» Work instruction
Extend the report on BMI and sex differences in lung cancer survival, starting after its last sentence.

» Excerpted text
BEGIN
HIGHER BMI was linked to a smaller sex-related difference in lung cancer survival across large European cohorts.
A large real-world analysis has found that higher BMI may reduce the survival gap between male and female patients with lung cancer, adding new complexity to the relationship between sex, body composition, and cancer outcomes.
The retrospective study analyzed 7,327 patients with lung cancer diagnosed at Helsinki University Hospital between 2015 and 2024, with external validation using data from four European university hospitals. Patients were stratified by BMI into low, normal, and high BMI cohorts. High BMI was defined as BMI greater than 25 kg/m².
In the normal BMI cohort, 2-year overall survival was 46% among female patients and 29% among male patients. In the high BMI cohort, the difference narrowed, with 2-year survival of 51% among female patients and 41% among male patients.
END
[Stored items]
BEGIN
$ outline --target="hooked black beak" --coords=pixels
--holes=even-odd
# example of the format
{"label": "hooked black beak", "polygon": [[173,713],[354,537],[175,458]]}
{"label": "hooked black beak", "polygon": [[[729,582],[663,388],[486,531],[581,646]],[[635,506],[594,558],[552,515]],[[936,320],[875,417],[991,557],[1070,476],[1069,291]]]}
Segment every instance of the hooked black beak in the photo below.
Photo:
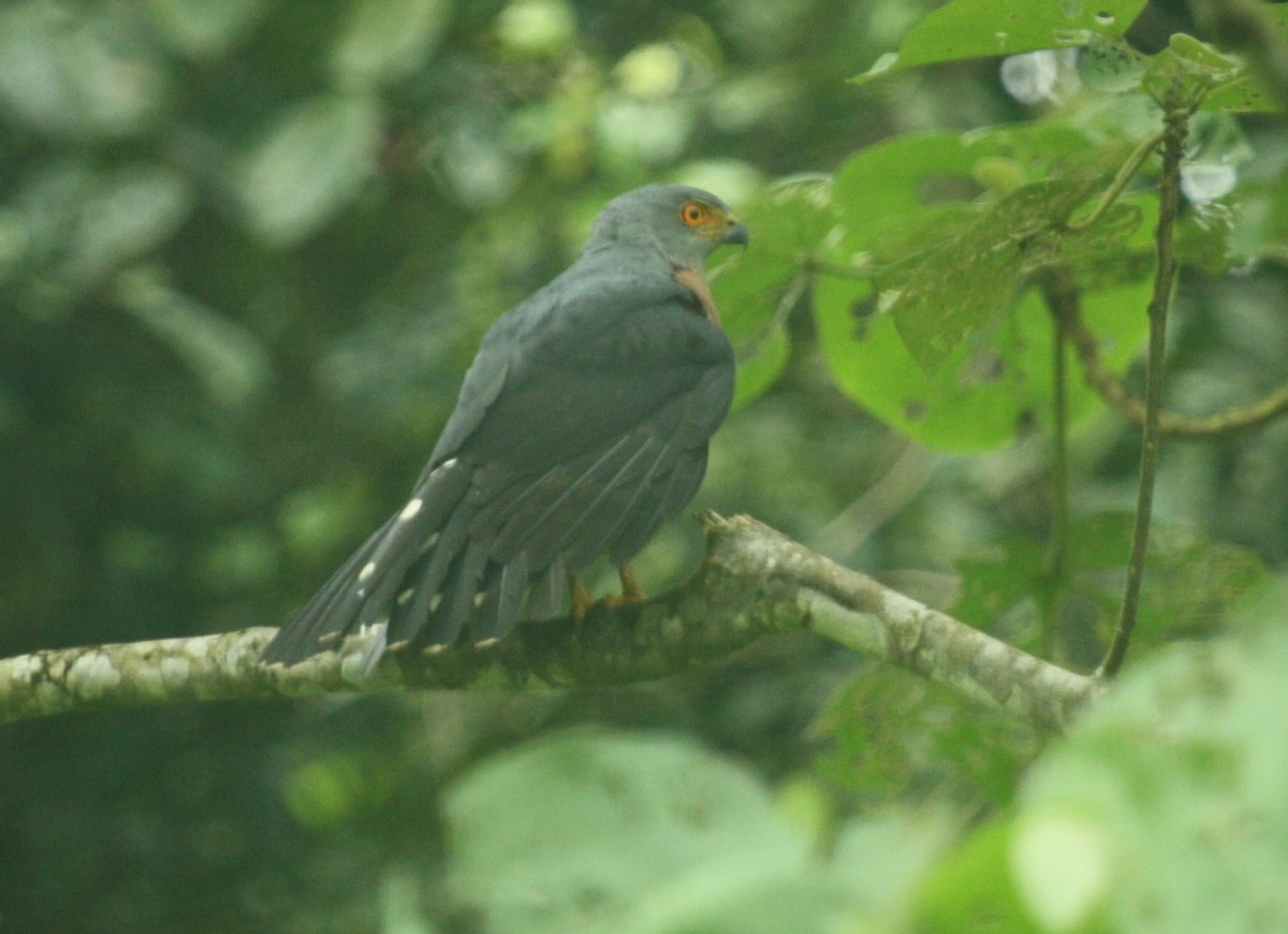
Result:
{"label": "hooked black beak", "polygon": [[751,234],[747,233],[747,225],[734,218],[729,218],[729,227],[725,229],[724,242],[747,246],[751,242]]}

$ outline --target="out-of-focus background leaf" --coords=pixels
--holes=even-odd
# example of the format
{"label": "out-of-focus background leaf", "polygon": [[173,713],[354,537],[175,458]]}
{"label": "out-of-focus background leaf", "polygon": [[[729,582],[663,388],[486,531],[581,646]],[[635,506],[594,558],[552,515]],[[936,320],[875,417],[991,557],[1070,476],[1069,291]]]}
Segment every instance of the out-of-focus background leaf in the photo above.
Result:
{"label": "out-of-focus background leaf", "polygon": [[[1170,39],[1181,4],[1142,6],[4,5],[0,652],[285,620],[404,496],[488,323],[604,201],[683,180],[752,231],[714,263],[739,390],[694,506],[1090,667],[1139,438],[1072,367],[1052,580],[1025,277],[1066,263],[1140,385],[1157,166],[1066,222],[1166,76],[1211,88],[1168,405],[1288,379],[1283,122]],[[1256,624],[1283,607],[1235,608],[1288,559],[1285,465],[1283,424],[1164,446],[1140,671],[1068,741],[806,635],[614,691],[8,727],[0,930],[1151,929],[1146,899],[1159,930],[1282,926],[1283,730],[1256,724],[1288,707]],[[676,520],[636,572],[699,554]]]}

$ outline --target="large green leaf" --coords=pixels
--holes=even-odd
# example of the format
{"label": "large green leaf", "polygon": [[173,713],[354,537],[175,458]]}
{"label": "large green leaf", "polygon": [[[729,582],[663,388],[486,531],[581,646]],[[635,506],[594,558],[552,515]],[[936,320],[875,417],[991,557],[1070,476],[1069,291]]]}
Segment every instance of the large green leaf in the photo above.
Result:
{"label": "large green leaf", "polygon": [[487,930],[768,933],[817,911],[768,791],[685,739],[547,737],[466,776],[446,815],[452,888]]}
{"label": "large green leaf", "polygon": [[[1238,639],[1130,663],[1034,770],[1010,863],[1037,917],[1061,930],[1091,917],[1132,931],[1288,929],[1285,611],[1276,593]],[[1087,875],[1077,898],[1061,881],[1069,840]]]}
{"label": "large green leaf", "polygon": [[[836,178],[829,256],[868,278],[824,274],[814,291],[841,389],[948,450],[985,450],[1048,421],[1054,326],[1025,290],[1052,260],[1087,290],[1083,316],[1106,362],[1130,361],[1146,330],[1149,265],[1133,258],[1149,255],[1153,197],[1086,232],[1059,227],[1108,171],[1104,152],[1061,121],[903,137],[851,157]],[[1073,419],[1099,405],[1070,380]]]}
{"label": "large green leaf", "polygon": [[1061,45],[1084,45],[1092,36],[1121,36],[1146,0],[953,0],[927,14],[867,72],[868,81],[893,71],[962,58],[1014,55]]}
{"label": "large green leaf", "polygon": [[[837,384],[902,434],[930,447],[984,451],[1050,424],[1054,330],[1050,312],[1028,292],[1007,314],[953,350],[934,372],[911,354],[889,316],[857,317],[871,295],[866,283],[822,280],[815,290],[819,339]],[[1148,330],[1148,282],[1083,298],[1083,316],[1103,341],[1109,366],[1123,366]],[[1075,363],[1070,359],[1070,372]],[[1072,379],[1072,421],[1101,407],[1094,390]]]}
{"label": "large green leaf", "polygon": [[313,233],[375,170],[380,115],[375,95],[334,94],[305,100],[272,126],[238,176],[251,228],[274,245]]}
{"label": "large green leaf", "polygon": [[916,930],[1288,929],[1288,613],[1128,662],[1020,805],[929,873]]}

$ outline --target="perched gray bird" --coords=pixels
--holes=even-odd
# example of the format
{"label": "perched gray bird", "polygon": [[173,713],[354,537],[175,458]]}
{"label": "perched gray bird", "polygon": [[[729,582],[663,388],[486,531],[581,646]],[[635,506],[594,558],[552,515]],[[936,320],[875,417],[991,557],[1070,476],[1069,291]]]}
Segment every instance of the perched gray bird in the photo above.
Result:
{"label": "perched gray bird", "polygon": [[[680,511],[733,397],[703,277],[747,228],[720,198],[648,186],[611,201],[577,262],[483,338],[411,497],[277,634],[294,663],[380,625],[368,658],[477,643],[558,616],[599,555],[622,568]],[[574,586],[574,604],[585,591]],[[574,605],[583,612],[585,605]]]}

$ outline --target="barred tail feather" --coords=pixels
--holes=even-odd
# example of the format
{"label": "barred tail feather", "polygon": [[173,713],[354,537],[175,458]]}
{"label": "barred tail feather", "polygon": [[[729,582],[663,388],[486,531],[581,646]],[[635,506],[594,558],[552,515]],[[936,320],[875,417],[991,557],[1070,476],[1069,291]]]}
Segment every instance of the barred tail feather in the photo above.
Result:
{"label": "barred tail feather", "polygon": [[[464,506],[470,470],[448,460],[424,477],[412,497],[331,576],[264,649],[265,663],[294,665],[334,648],[362,626],[389,617],[408,571]],[[457,542],[459,548],[460,542]],[[450,564],[453,554],[439,558]]]}

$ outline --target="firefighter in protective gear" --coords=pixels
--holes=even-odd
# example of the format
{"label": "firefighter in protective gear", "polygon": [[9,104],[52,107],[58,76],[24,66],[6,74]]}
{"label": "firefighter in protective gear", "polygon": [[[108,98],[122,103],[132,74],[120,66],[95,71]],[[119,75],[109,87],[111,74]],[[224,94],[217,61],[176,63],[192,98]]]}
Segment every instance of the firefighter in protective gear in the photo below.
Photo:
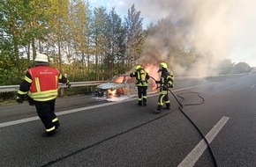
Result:
{"label": "firefighter in protective gear", "polygon": [[69,80],[59,70],[49,67],[46,54],[37,54],[34,67],[29,69],[24,81],[19,85],[17,102],[27,100],[29,105],[34,105],[37,114],[45,127],[42,136],[52,136],[60,126],[55,114],[55,102],[58,95],[58,83],[66,84],[70,87]]}
{"label": "firefighter in protective gear", "polygon": [[168,97],[168,91],[169,88],[173,87],[173,74],[168,72],[167,64],[165,62],[160,63],[160,69],[158,72],[161,72],[160,81],[155,81],[155,84],[160,84],[160,95],[158,98],[157,109],[154,110],[154,113],[160,113],[163,106],[163,104],[166,105],[166,109],[169,109],[169,100]]}
{"label": "firefighter in protective gear", "polygon": [[135,67],[136,71],[130,74],[131,77],[136,77],[136,86],[138,88],[138,105],[147,105],[147,80],[149,79],[148,73],[140,66]]}

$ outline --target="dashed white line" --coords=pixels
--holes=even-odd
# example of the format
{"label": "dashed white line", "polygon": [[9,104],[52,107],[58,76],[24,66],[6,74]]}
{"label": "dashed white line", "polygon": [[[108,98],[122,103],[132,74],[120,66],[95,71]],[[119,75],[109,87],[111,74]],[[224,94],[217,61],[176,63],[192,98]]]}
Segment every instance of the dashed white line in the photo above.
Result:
END
» Answer box
BMI May Modify Sex-Related Survival Differences
Female patients continued to show longer survival overall, but the magnitude of this advantage was smaller among patients with high BMI. In multivariate restricted mean survival time analysis, the effect of male sex on survival was 32% smaller in patients with high BMI than in those with normal BMI.
The association varied by histology. The strongest effect was seen in squamous cell carcinoma, where normal BMI was associated with a wide sex-related survival difference, while high BMI was linked to more similar 2-year survival estimates between male and female patients. In adenocarcinoma, the effect was more moderate. No clear effect of high BMI on sex-related survival difference was observed in small cell lung cancer.
Real-World Data Highlight Need for BMI Reporting
External validation showed variation across European sites, influenced by differences in BMI data completeness, histologic subtype distribution, sex ratios, and cohort composition. The Helsinki and UK cohorts showed similar direction and magnitude of effect, while results were weaker or less consistent in Denmark and Belgium.
The findings support more routine reporting of BMI in lung cancer clinical trials and observational studies, particularly when evaluating sex-related survival differences. BMI may also act as a proxy for broader biologic or metabolic factors, including immune system activity and body composition, that warrant further investigation.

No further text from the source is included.